## ABOUT THIS TASK
In the text about ozone wash-down systems for seafood, what shelf-life did researchers report for catfish filets washed with ozonated water?

## EXTRACTED TEXT
Our ozone wash-down systems are currently in use in numerous seafood food processing applications such as retail fish markets, wholesale seafood plants and commercial fishing boat fleets. Water is pumped through the Ozone wash-down system and mixed with Ozone. Ozonated water is then sprayed as a disinfectant directly onto the cleaning surface or product upon demand, destroying pathogens and bacteria which cause spoilage, giving greater shelf life, saving money, and reducing liability by destroying deadly bacteria.
Ozone dissolved in water oxidizes pathogens for superior disinfection. Ozone destroys dangerous pathogens like salmonella, listeria. E.-coli, and shigella resulting in food that is safer to consume. Ozone also reduces bacteria that cause product shrink, actually increasing the amount of product you ship.
Fresh and frozen fish can be washed and thawed with ozonated water prior to processing, refrigeration, storage, or packaging. The use of ozone will remove all the offensive odors common to seafood. It should be noted that the USDA has certified the use of ozone on products labeled "organic" with no labeling requirements in regard to treated product.
This report from scientists at the North Carolina State University Seafood Laboratory relates the general effectiveness of Ozone in increasing the shelf-life and decreasing the spoilage of seafood products. They also observed that the positive qualities of appearance and aroma of the fish were not altered by application of Ozone.
This report focuses on Ozone Applications for Commercial Catfish Processing and contrasts the benefits of Ozone with the dangers from the use of chlorine. Most impressively, these researchers reported filets washed with Ozonated water had a useful shelf-life of 14 days.

## Natural language region descriptions
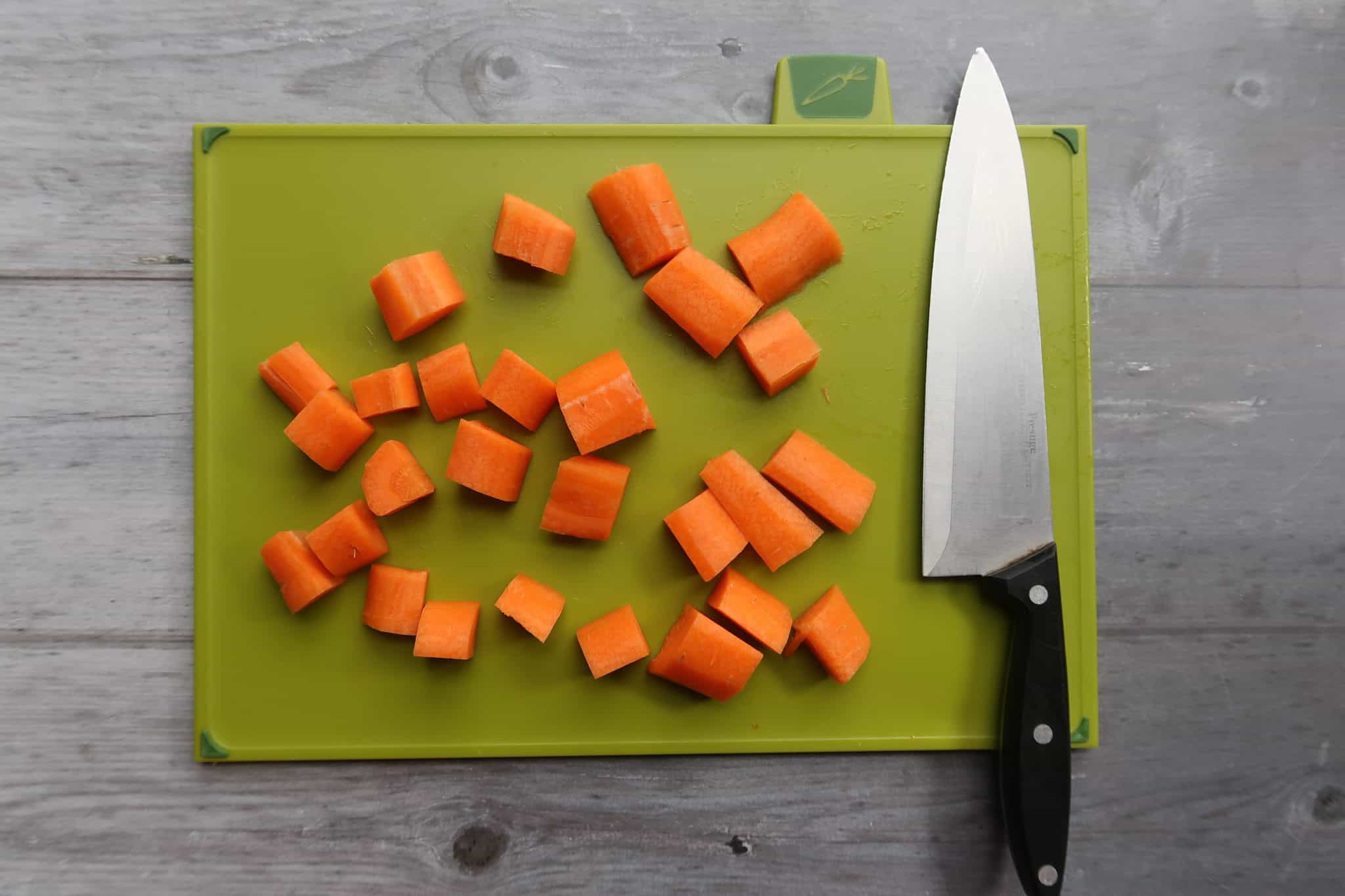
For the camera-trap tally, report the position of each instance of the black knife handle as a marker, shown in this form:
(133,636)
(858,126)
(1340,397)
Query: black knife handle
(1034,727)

--

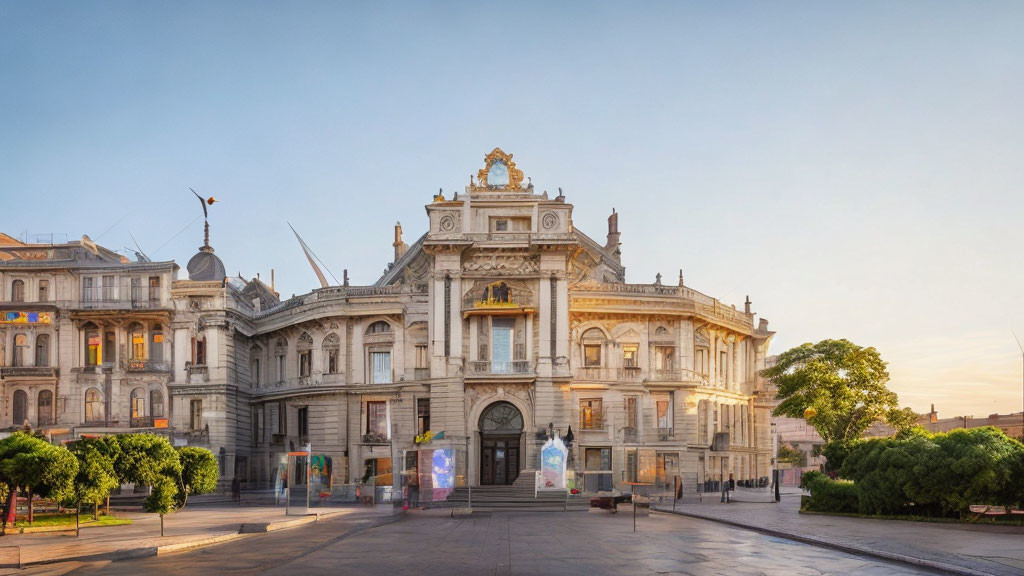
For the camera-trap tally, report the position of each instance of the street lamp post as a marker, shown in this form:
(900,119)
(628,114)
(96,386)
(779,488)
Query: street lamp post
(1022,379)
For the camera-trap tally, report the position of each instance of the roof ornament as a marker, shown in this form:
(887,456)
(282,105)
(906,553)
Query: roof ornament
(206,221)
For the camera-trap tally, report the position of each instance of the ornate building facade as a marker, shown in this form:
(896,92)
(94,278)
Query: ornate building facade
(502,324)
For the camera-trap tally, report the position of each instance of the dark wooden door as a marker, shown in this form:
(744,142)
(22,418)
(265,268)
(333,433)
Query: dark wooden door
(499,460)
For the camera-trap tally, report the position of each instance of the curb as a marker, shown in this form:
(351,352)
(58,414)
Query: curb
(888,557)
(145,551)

## SOLVED PROBLEM
14 days